What to work on:
Give again the line that contains "point: building with", plus every line after it to the end of the records, unchanged.

(Saved entries)
+ + + + +
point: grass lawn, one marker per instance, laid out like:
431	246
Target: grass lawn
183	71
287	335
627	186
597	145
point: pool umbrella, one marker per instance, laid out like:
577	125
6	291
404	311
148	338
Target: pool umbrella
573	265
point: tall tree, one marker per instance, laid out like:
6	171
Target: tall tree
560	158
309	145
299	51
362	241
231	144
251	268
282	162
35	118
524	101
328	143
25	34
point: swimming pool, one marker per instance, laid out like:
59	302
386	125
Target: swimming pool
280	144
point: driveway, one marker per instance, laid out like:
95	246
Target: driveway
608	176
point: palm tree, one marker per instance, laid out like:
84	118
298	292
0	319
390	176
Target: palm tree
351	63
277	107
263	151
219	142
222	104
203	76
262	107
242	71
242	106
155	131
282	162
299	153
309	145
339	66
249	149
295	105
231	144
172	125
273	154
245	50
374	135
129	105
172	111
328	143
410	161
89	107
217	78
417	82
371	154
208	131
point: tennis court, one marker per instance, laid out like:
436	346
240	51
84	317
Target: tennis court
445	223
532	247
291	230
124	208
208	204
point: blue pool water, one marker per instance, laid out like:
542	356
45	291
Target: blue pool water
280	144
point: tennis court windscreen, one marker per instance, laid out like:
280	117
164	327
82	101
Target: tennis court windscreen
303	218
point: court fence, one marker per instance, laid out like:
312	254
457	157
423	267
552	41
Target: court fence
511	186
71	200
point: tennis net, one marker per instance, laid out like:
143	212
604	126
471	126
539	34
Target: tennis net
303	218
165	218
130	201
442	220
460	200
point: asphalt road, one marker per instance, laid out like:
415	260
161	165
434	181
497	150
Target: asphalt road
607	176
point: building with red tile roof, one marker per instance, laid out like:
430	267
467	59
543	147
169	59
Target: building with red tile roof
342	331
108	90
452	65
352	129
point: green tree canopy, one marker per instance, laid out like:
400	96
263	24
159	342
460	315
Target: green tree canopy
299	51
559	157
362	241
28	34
+ + + + +
Answer to this problem:
point: building with red tile roof, one marker per instance, laid out like:
430	267
467	59
543	147
169	59
Target: building with red tile roof
342	331
108	90
452	65
352	129
point: green tree canopy, one marker per instance, laid out like:
400	96
263	24
159	342
460	315
Target: green tree canopy
299	51
559	157
362	241
28	34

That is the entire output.